# EXTRACT PROVIDED
+---+
Five lovely Australian folks sat next to me on the plane from Dallas this weekend. We were all traveling to Madison Wisconsin; I was going home, and they were going to train for the Ironman race, which is to take place in Madison on September 13. We laughed at how small our plane was, and that I landed in the best seat on it; the one with the most leg room. I’m only 5′ 2” on a good day, so I offered a taller woman my seat. She declined, and our conversation continued. “How long is the race, I asked? “A 2 mile swim, a 115 mile bike, and a 26 mile run.” I had nothing within my experience to ask anything intelligent after learning what felt like an impossible task. They were all so happy, and they’d been traveling for 24 hours straight. It was compelling to be in their presence, and I wondered why long enough to write about it.
When they asked me where I was going, and what I’d done. I said home, and that I’d been in retreat. “Oh a spiritual thing?”, the gentleman asked. “Yes, I was in silence for a while, and I was fasting”, I said. “WHAT?”, he laughed. I had to laugh myself, I mean these guys were on the way to the IRONMAN, and they found it impossible to fathom doing what I did. It struck me that being in relative silence and fasting had not come easy for me at first, either.In fact, I think it’s been more challenging in ways to “empty” myself like that, than to do anything that required my training and attention.
For a moment, I realized that something has been going on in my life, within me, to enable me do such a thing, and to be happy about it to.
So many of my experiences over the week before and after my retreat, were about the difficulty of the thinking mind. One woman has asked me for help with repetitive thoughts; another asked me to help her to experience something other than the voice in her head. She asked, “How do I know God? I watched people at the airports glued to their phones, and noticed how noisy the world was around me.
While in the quiet of my room, my mind drifted to people who were truly confined; a friend’s 93-year-old mother whose mind has faded, along with her hearing, so that her only movement is from her bed to a chair in front of the TV. I remembered men I knew in solitary confinement in prison, and I thought of how easy it is to lose one’s mind, by feeling trapped, and powerless. The trick is to tap into the source of power within me, which is always present. I felt blessed to know I would be leaving my room intact, and into a bountiful life.
I wish our world worshipped silence as much as we worship activity and achievement, because the greatest of gifts was given me there. I know that we are never alone. I emerge from my retreat refreshed in a way that is hard to describe; I feel solid, clear and peaceful. I can say to my brother, who is pained and exhausted from cancer treatments to rest, and to know that he is held. My friend can talk to me about her mother, and be assured that she isn’t alone either, even when she leaves her alone in the house, and be comforted by that.
This is not the way I was in the world; in my mind, or the space I occupied. It’s taken years of practice. But, there’s been a shift in me, perhaps imperceptible most times, that enables me to feel stronger than I’ve ever been. I’m grateful, and full.
+---+
# AIM OF THE TASK
Copy the passage of the retreat essay between "So many of my" and "was around me.", inclusive.
+---+
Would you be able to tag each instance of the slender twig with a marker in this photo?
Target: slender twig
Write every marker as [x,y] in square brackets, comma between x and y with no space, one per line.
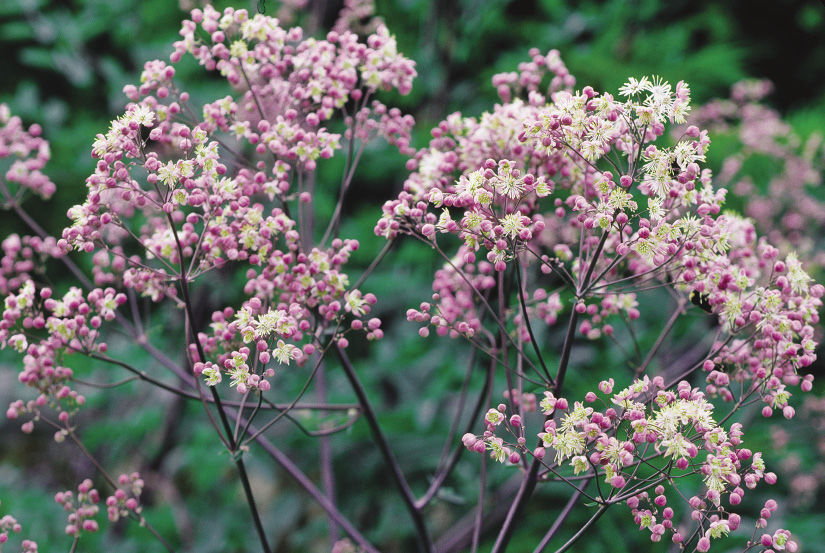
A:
[398,477]
[556,526]
[528,325]
[582,530]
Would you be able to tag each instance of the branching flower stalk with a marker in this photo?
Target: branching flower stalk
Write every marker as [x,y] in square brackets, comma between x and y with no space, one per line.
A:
[566,205]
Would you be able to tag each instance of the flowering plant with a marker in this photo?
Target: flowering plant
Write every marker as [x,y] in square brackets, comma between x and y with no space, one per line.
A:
[557,205]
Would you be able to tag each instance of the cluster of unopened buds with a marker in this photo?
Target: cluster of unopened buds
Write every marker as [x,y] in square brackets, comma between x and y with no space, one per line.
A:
[9,524]
[674,431]
[126,499]
[28,153]
[82,508]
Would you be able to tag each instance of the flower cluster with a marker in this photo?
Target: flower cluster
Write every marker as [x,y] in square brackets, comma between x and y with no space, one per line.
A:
[126,499]
[46,330]
[653,217]
[23,257]
[611,435]
[82,508]
[28,153]
[9,524]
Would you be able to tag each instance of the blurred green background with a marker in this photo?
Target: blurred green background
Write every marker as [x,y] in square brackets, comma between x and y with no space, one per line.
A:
[64,64]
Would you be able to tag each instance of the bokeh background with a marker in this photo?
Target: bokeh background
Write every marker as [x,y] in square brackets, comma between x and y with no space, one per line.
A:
[63,65]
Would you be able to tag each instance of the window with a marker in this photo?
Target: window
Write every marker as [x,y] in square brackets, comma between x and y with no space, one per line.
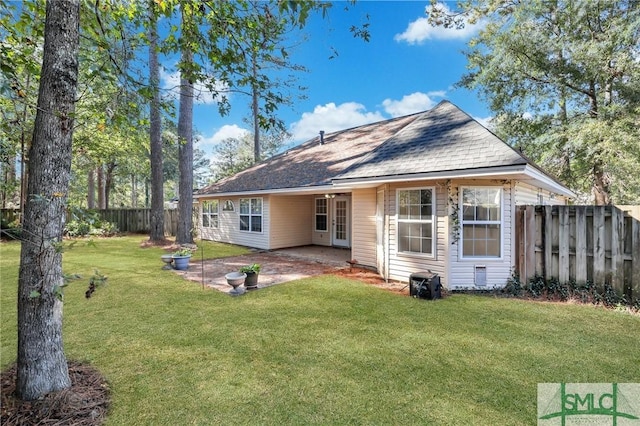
+---+
# RESPONSE TO THE TASK
So many of my experiences over the week before and after my retreat, were about the difficulty of the thinking mind. One woman has asked me for help with repetitive thoughts; another asked me to help her to experience something other than the voice in her head. She asked, “How do I know God? I watched people at the airports glued to their phones, and noticed how noisy the world was around me.